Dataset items
- Opening Delimiter -

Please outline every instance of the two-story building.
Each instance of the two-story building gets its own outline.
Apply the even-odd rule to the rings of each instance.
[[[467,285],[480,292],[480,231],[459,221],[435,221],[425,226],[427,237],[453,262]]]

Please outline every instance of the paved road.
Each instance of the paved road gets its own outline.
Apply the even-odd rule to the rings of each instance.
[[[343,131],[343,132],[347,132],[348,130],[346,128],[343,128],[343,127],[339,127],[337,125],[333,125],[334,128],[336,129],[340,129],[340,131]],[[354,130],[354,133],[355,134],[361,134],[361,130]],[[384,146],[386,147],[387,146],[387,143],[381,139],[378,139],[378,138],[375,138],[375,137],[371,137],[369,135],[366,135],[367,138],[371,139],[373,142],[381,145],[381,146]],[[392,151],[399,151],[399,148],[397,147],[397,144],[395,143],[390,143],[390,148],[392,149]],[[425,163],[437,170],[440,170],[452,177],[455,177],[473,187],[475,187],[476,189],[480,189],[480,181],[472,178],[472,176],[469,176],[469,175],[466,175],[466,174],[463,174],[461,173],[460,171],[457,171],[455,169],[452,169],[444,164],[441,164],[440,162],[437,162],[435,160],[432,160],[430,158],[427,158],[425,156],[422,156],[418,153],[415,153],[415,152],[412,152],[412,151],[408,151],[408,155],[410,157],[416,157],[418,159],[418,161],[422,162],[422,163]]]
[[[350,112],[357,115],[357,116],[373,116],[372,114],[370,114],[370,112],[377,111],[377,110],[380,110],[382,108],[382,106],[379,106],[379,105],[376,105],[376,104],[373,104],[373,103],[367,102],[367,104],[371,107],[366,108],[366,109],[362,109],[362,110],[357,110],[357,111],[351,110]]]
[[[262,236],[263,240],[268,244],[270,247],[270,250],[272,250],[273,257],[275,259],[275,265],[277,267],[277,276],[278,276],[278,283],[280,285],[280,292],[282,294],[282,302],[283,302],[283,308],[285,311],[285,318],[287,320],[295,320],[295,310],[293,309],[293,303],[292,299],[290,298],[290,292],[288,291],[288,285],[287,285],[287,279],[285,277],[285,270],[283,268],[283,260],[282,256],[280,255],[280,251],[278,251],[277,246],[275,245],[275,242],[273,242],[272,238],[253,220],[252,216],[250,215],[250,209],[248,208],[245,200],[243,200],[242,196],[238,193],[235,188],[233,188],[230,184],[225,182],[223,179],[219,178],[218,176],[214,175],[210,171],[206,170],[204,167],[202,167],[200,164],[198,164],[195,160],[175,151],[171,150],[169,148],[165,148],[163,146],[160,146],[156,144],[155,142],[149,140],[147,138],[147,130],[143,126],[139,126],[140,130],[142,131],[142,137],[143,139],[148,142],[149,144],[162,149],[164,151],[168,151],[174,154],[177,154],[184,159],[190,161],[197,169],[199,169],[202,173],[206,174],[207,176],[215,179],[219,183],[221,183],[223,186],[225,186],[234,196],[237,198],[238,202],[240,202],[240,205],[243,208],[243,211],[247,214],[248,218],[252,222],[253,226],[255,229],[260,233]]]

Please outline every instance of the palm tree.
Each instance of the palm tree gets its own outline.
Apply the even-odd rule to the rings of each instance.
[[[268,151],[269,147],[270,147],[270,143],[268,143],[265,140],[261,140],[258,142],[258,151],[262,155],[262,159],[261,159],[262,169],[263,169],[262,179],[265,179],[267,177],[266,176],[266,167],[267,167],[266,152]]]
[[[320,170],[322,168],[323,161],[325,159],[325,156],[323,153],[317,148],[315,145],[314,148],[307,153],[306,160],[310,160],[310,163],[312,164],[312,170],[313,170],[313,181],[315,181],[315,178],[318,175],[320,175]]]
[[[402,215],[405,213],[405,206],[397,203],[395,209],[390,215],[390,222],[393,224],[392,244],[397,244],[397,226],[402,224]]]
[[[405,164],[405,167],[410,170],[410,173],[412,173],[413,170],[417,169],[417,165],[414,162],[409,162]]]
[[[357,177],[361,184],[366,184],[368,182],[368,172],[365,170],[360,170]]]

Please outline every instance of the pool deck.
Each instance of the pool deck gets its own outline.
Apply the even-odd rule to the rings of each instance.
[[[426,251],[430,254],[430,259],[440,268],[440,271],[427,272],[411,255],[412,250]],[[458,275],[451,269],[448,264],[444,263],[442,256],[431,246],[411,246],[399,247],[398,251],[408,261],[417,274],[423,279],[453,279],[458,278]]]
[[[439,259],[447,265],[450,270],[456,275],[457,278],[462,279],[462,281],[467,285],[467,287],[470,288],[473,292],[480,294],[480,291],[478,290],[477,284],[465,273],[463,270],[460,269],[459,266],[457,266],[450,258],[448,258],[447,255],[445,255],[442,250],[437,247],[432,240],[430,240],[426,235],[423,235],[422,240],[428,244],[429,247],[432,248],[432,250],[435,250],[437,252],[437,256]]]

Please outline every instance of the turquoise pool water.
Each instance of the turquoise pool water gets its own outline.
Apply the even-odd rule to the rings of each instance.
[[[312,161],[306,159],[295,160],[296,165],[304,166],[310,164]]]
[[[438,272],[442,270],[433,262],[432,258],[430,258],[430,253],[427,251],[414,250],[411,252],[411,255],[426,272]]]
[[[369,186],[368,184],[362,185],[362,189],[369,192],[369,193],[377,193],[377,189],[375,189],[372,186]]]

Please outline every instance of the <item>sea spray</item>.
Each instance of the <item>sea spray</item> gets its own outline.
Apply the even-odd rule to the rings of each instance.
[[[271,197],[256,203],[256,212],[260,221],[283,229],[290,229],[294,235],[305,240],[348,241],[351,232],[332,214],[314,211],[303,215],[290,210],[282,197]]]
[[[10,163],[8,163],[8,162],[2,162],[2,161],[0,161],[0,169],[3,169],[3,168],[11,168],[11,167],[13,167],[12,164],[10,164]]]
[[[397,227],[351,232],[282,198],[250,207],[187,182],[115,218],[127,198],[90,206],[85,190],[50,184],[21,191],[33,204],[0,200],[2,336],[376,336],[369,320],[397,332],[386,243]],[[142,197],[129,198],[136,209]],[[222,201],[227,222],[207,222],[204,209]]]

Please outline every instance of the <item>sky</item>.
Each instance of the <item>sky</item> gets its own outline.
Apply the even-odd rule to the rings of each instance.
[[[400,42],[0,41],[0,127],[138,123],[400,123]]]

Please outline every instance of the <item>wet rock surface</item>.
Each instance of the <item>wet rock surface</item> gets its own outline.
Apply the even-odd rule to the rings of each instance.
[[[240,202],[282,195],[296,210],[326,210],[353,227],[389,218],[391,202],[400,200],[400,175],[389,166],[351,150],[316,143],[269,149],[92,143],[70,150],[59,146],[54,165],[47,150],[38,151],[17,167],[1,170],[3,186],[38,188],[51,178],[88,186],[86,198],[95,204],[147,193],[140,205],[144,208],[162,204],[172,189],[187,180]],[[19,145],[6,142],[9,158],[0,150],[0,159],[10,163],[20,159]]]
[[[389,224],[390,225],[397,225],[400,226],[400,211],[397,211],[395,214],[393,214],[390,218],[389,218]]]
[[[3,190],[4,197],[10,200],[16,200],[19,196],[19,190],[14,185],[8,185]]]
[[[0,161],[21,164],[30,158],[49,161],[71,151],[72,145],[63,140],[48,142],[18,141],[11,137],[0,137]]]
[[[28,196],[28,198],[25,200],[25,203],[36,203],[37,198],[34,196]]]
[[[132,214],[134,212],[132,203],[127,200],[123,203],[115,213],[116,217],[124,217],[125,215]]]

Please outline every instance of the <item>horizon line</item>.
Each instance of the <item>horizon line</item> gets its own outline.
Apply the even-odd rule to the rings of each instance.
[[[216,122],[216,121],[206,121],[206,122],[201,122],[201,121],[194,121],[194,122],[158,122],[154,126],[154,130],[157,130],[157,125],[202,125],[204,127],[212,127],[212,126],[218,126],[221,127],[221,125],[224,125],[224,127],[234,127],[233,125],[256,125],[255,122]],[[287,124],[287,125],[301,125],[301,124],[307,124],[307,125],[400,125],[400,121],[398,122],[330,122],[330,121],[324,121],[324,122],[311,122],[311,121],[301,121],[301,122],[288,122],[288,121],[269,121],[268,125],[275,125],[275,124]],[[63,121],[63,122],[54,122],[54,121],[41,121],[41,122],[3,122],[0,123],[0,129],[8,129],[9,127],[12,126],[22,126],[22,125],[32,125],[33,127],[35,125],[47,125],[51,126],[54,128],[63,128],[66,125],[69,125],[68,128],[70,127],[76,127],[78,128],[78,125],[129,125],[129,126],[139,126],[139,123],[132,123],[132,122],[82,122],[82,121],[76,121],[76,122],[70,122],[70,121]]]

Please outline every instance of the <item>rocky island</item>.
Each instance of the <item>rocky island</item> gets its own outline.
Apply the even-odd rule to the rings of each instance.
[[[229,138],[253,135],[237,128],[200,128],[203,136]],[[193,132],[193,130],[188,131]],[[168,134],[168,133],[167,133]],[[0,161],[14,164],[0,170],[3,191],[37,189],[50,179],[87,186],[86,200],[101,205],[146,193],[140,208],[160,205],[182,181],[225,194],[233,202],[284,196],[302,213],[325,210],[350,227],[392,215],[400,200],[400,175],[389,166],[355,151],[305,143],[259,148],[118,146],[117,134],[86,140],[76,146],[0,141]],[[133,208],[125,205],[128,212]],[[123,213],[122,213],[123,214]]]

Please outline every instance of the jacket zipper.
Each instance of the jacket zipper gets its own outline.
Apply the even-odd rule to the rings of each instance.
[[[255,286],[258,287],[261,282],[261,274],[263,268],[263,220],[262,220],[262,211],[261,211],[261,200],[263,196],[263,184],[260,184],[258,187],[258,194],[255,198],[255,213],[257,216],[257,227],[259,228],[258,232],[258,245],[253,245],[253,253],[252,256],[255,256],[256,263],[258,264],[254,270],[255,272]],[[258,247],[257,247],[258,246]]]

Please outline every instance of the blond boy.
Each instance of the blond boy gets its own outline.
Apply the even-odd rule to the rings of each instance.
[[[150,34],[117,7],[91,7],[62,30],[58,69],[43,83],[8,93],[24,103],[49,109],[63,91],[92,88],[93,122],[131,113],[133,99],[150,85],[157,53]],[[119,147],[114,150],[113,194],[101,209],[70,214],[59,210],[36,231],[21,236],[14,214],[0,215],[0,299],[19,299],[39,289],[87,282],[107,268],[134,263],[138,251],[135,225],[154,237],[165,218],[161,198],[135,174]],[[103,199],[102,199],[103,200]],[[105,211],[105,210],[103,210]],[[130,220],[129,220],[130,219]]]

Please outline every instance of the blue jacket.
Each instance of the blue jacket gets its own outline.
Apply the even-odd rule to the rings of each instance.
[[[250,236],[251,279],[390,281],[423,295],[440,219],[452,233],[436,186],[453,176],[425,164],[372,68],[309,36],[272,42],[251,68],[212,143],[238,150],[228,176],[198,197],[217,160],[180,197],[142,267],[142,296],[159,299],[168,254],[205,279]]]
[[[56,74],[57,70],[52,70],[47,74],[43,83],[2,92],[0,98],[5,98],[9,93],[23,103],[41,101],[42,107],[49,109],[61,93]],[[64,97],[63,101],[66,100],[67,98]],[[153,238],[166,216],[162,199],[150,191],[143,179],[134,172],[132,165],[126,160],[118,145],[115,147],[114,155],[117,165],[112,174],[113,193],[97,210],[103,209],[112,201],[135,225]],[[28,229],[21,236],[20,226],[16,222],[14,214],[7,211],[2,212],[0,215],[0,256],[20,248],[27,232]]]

- Closing Delimiter -

Work instruction - All lines of the records above that carry the word "palm" should be listed.

Written answer -
Please outline every instance of the palm tree.
Each instance of the palm tree gets its own outline.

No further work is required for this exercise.